Segment Start: Available records
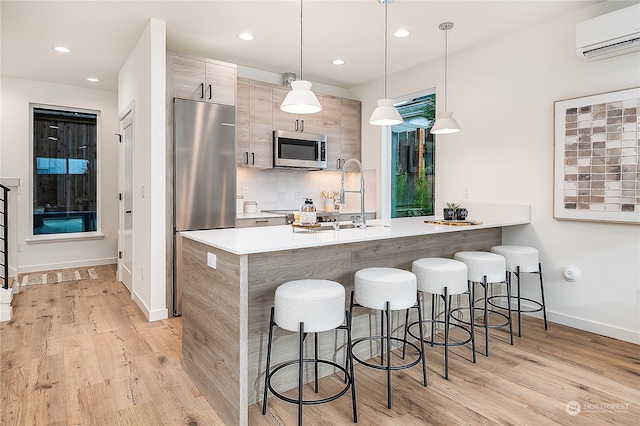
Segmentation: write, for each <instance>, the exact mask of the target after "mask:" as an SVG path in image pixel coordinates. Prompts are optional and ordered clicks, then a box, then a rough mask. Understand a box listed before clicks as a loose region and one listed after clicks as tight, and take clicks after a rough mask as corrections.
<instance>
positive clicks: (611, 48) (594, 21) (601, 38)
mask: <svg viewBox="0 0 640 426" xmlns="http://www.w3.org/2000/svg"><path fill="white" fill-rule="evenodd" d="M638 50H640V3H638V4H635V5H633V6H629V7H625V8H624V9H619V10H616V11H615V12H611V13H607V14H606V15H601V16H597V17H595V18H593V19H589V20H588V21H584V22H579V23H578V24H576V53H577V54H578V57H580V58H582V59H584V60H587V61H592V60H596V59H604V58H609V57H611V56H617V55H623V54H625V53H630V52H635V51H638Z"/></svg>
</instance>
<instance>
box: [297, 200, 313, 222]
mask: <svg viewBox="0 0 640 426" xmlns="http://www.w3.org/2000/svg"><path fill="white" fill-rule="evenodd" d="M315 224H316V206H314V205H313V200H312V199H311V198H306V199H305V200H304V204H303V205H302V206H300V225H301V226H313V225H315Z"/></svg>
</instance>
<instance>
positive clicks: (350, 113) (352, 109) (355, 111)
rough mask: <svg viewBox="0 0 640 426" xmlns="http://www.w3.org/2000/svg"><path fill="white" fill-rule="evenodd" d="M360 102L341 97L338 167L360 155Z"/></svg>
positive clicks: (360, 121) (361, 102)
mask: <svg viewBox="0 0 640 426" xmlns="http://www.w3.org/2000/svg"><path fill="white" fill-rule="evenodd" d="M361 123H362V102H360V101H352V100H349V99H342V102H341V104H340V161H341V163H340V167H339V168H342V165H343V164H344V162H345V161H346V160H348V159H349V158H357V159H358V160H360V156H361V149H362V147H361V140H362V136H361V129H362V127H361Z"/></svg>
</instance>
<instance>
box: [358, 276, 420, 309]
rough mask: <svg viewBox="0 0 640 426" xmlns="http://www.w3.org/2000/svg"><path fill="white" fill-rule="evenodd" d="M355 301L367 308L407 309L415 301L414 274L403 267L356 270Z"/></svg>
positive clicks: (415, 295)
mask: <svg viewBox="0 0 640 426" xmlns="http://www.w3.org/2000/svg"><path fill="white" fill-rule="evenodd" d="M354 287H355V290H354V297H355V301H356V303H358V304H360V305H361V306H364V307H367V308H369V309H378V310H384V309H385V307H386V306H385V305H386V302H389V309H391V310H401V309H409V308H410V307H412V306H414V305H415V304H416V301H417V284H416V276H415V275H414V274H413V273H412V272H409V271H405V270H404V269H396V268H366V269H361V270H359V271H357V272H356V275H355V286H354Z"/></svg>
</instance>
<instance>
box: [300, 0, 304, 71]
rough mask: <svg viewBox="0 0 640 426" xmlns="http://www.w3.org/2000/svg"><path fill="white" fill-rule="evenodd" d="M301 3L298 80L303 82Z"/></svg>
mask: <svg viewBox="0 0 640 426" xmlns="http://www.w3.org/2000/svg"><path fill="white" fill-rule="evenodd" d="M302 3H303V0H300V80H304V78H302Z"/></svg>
Segment End: Available records
Segment Start: Available records
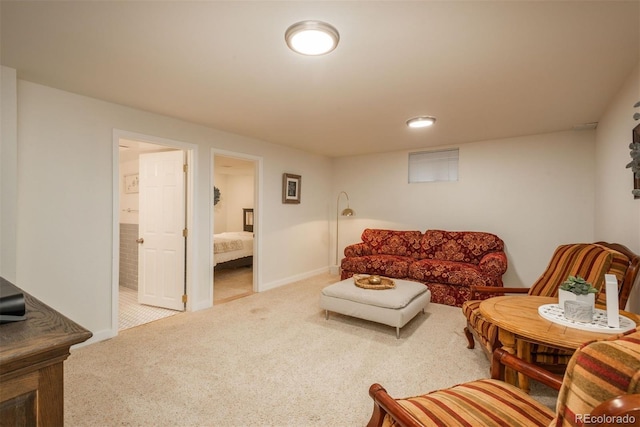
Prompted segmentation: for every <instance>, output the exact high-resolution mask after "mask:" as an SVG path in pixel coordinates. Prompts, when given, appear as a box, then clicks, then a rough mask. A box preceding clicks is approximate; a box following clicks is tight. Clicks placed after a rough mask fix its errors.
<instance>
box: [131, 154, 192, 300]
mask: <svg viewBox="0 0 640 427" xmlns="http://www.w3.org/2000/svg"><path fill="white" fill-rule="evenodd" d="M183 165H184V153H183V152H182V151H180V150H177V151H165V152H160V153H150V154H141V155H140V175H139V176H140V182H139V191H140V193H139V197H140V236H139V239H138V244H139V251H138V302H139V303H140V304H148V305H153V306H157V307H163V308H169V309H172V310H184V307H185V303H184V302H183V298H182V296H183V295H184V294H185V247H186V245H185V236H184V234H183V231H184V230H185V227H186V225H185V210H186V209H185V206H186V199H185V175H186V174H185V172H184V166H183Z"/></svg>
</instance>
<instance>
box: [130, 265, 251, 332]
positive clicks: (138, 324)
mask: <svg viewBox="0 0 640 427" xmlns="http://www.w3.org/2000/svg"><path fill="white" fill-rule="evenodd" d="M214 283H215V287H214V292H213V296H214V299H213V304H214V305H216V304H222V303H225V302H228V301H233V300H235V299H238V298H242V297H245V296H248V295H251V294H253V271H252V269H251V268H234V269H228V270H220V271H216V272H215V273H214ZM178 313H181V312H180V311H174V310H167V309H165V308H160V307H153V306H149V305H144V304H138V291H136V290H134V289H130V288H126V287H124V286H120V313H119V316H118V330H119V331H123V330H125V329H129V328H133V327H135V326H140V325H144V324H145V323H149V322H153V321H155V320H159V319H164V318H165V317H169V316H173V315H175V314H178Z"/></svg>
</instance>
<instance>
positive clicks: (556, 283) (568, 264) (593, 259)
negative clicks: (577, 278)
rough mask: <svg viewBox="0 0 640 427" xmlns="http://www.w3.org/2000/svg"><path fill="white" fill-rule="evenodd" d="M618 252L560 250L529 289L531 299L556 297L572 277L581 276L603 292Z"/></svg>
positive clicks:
Segment End: Available records
Segment Start: Available records
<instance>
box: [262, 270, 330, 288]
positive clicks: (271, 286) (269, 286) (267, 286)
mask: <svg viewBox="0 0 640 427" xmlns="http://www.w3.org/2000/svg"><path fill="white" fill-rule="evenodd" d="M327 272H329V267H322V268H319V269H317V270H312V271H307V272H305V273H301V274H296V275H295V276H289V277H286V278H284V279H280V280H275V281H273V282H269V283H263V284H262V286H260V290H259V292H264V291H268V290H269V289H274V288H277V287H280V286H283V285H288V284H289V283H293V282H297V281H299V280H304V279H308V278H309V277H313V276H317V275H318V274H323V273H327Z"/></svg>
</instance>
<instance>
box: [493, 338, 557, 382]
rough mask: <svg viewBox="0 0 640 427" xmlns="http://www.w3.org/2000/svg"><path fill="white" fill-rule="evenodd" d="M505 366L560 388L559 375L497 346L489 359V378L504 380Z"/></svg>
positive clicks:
Segment End: Available records
Work instruction
Render as a numbered list the lines of the material from the line containing "Segmentation: write, for" up to and including the line containing "positive clicks: (611, 48)", leaving out any blank lines.

Reply
1. Segmentation: write, for each <instance>, the exact mask of the target after "mask:" as an SVG path in image pixel coordinates. Prompts are optional and ordered clicks, then a box, then a rough mask. Understand a box listed before clicks as a loose region and one listed after clicks as tight, and take clicks after a rough mask as corrections.
2. <instance>
3. positive clicks: (611, 48) (594, 21) (601, 38)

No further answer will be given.